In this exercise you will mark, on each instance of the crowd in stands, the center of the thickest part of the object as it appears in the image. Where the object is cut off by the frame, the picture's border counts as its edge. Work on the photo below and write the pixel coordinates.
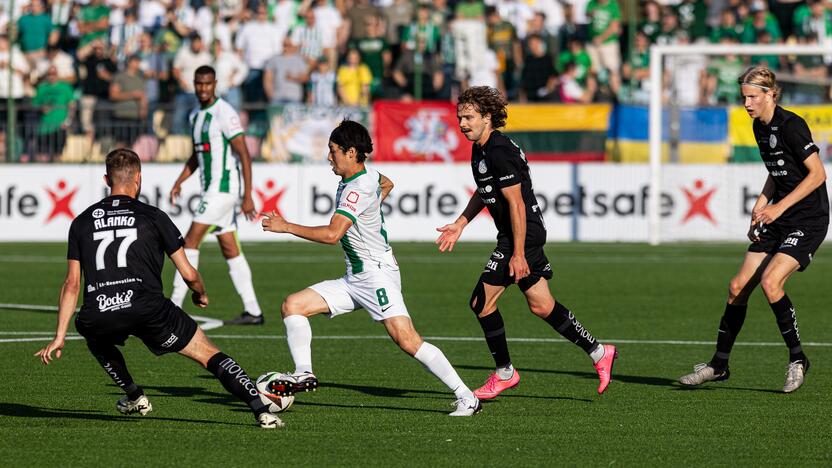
(77, 64)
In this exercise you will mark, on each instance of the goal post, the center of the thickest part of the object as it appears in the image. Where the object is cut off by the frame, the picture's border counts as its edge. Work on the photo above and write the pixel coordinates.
(657, 55)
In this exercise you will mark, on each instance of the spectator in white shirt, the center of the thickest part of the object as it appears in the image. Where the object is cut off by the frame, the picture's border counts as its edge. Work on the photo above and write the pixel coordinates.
(231, 72)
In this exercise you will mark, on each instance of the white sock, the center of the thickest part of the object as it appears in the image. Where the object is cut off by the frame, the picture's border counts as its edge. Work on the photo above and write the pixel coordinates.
(241, 277)
(180, 289)
(598, 353)
(505, 373)
(437, 364)
(299, 337)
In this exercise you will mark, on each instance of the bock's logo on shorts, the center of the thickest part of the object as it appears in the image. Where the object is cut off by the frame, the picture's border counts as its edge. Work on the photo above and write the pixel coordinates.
(790, 242)
(173, 339)
(114, 302)
(490, 266)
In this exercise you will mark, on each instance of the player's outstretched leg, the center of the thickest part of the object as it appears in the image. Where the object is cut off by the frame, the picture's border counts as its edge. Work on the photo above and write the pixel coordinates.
(603, 355)
(240, 274)
(739, 290)
(773, 281)
(180, 289)
(113, 363)
(296, 309)
(400, 329)
(232, 376)
(483, 304)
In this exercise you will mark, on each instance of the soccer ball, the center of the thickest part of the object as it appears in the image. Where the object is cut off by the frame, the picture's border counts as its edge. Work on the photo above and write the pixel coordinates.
(275, 403)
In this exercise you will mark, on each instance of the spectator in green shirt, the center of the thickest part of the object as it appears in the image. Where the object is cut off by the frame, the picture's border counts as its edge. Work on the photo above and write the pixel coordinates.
(375, 53)
(93, 22)
(728, 27)
(35, 32)
(576, 53)
(604, 31)
(53, 98)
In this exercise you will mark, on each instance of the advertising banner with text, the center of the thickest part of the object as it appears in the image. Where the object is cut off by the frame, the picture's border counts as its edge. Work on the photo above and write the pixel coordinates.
(586, 202)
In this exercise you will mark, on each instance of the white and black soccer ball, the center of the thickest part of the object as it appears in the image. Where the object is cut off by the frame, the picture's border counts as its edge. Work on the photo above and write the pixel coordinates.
(275, 403)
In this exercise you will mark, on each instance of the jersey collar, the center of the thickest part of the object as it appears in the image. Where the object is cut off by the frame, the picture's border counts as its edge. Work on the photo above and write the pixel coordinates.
(355, 176)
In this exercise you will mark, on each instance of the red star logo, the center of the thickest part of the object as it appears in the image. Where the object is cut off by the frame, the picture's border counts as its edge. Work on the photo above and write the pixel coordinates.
(471, 193)
(61, 199)
(698, 200)
(270, 200)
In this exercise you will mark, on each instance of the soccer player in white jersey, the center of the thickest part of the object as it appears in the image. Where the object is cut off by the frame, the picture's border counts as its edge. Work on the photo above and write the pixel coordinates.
(218, 135)
(372, 280)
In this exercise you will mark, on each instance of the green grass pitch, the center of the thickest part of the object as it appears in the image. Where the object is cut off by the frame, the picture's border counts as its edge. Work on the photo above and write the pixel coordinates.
(377, 406)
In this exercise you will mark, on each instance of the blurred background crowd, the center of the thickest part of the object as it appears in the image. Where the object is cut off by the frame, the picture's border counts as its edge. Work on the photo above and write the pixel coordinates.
(67, 66)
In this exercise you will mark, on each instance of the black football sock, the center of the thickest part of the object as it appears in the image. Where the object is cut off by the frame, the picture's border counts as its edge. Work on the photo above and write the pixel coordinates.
(787, 322)
(565, 323)
(495, 335)
(234, 378)
(729, 327)
(113, 363)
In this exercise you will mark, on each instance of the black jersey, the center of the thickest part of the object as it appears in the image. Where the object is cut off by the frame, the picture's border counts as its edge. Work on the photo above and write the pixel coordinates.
(121, 244)
(500, 164)
(784, 144)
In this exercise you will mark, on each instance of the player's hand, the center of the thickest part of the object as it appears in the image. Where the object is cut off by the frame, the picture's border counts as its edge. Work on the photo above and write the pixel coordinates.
(174, 193)
(45, 354)
(449, 235)
(274, 222)
(199, 299)
(768, 214)
(248, 209)
(518, 267)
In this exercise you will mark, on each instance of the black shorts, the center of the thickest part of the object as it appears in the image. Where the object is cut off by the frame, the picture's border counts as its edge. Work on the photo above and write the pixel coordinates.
(165, 329)
(496, 271)
(800, 243)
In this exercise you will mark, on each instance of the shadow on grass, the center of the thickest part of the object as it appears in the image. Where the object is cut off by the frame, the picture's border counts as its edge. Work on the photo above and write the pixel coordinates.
(394, 408)
(27, 411)
(634, 379)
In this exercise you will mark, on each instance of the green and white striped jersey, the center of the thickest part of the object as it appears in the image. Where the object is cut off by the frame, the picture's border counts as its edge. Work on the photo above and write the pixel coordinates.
(212, 130)
(365, 243)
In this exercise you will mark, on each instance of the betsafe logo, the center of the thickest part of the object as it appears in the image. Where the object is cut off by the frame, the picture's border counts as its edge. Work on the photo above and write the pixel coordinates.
(698, 198)
(270, 198)
(28, 204)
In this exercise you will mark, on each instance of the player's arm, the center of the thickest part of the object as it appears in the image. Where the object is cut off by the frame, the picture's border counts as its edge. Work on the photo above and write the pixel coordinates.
(191, 276)
(386, 186)
(517, 265)
(66, 309)
(814, 179)
(450, 233)
(330, 234)
(190, 167)
(238, 143)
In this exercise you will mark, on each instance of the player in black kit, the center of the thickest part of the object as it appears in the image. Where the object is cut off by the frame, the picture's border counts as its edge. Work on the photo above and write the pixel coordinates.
(504, 186)
(119, 244)
(788, 223)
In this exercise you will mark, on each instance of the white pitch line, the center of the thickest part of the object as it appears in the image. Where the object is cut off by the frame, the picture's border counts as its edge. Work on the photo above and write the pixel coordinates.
(48, 336)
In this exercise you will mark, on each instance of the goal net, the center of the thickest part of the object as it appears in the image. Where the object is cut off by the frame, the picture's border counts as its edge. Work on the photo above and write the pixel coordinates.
(712, 173)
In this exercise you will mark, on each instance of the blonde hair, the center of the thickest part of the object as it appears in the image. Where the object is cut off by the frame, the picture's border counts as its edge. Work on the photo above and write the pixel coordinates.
(760, 77)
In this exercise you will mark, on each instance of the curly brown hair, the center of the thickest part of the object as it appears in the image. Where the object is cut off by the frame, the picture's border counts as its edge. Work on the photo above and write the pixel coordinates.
(487, 101)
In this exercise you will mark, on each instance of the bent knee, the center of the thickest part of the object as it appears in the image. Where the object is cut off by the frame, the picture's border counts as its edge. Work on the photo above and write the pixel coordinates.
(292, 305)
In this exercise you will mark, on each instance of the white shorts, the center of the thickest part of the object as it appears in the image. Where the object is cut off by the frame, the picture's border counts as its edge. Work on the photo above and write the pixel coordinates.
(218, 210)
(377, 291)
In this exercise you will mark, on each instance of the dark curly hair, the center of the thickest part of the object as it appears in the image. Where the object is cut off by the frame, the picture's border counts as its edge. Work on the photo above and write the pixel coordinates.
(351, 134)
(487, 101)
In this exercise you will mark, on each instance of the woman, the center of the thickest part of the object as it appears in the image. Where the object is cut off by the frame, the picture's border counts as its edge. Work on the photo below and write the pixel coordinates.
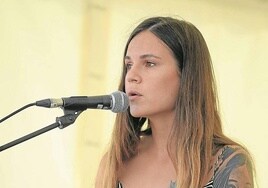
(171, 136)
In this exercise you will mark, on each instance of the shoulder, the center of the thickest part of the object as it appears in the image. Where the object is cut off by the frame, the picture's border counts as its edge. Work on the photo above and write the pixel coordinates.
(233, 167)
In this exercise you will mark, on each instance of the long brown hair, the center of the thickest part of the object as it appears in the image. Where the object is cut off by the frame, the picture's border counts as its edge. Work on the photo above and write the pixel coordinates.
(198, 131)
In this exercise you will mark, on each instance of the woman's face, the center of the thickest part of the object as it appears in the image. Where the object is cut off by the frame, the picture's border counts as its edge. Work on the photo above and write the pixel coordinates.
(152, 79)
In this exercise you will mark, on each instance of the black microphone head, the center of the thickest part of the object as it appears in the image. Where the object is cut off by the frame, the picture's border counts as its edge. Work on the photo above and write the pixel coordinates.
(120, 102)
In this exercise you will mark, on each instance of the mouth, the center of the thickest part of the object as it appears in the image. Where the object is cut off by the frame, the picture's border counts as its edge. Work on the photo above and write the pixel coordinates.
(133, 94)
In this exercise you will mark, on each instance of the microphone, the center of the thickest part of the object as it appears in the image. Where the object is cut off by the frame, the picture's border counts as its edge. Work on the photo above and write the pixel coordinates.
(116, 102)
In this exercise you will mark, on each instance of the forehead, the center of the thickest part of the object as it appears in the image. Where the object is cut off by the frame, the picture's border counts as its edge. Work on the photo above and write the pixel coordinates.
(147, 43)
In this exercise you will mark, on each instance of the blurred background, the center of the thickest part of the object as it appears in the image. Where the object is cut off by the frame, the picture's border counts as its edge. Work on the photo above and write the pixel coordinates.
(62, 48)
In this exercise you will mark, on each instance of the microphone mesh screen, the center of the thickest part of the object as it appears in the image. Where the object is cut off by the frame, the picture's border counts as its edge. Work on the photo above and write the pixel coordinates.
(120, 102)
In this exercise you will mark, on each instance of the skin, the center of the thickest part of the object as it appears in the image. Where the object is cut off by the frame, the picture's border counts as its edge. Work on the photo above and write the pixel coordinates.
(153, 76)
(152, 84)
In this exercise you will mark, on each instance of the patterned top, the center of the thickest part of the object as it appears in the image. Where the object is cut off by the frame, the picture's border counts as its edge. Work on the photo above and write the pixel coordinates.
(226, 151)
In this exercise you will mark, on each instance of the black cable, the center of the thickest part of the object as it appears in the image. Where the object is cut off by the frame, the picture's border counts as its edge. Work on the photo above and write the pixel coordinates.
(17, 111)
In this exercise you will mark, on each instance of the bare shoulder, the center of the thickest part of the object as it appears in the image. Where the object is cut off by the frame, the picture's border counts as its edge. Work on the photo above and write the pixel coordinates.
(233, 168)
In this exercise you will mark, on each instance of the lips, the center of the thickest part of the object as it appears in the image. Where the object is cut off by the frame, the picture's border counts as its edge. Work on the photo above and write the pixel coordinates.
(133, 94)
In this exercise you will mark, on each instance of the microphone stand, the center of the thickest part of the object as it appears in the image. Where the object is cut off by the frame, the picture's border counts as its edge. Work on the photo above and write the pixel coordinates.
(67, 119)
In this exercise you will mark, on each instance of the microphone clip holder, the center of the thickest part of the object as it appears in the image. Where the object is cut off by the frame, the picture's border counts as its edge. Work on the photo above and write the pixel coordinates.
(67, 119)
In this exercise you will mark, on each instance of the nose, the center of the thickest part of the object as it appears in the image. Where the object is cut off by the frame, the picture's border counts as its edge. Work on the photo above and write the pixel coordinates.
(133, 75)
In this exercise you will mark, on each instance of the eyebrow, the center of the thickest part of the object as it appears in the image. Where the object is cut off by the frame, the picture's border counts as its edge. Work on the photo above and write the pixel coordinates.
(144, 56)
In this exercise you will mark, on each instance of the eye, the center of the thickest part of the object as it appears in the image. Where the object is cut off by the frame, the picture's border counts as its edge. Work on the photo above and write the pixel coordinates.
(150, 64)
(128, 66)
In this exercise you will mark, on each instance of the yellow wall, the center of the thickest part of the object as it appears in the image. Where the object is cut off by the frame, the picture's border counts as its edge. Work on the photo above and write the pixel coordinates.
(64, 48)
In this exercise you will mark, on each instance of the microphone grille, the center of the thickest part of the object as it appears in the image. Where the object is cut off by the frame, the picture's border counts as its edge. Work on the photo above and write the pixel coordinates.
(120, 102)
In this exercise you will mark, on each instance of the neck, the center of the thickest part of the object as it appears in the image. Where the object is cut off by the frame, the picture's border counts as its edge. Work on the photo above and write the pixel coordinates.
(161, 129)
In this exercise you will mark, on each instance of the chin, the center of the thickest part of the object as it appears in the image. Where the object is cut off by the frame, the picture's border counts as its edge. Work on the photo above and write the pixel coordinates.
(136, 113)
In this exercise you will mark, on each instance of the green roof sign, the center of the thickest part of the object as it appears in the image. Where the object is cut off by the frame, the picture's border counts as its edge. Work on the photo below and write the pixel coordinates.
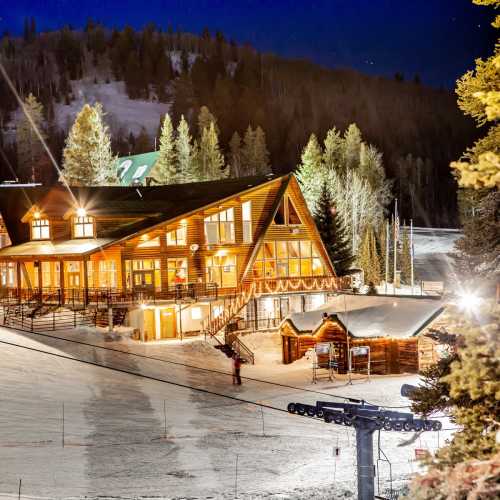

### WORK INSTRUCTIONS:
Count the lines of the data above that contain the string "logo". Reply with the number only.

### SOLUTION FOR THIS EXERCISE:
3